Exercise data ::
--------------------

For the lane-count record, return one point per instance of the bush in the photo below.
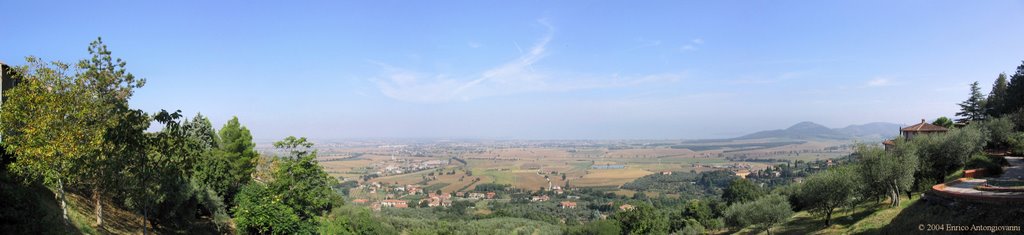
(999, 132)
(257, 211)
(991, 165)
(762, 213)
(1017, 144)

--------------------

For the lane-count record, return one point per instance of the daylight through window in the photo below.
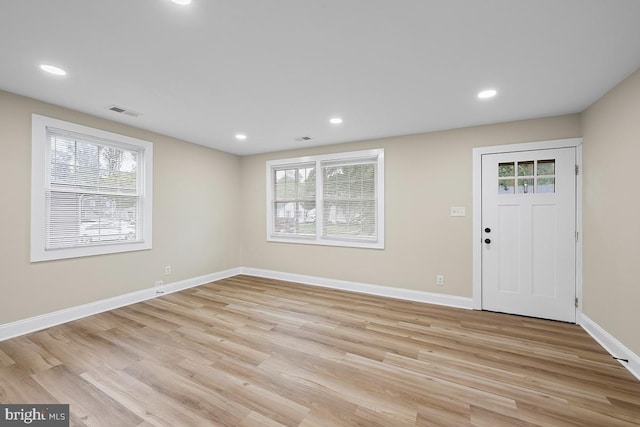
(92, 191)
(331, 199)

--------------------

Job ::
Collect each line of the records above that contains the string "return" with matching case, and copy those lines in full.

Result below ::
For the lane-count record, return one point per instance of the bush in the photo below.
For the lane-count record, return one point per instance of the daylight through window in the photo below.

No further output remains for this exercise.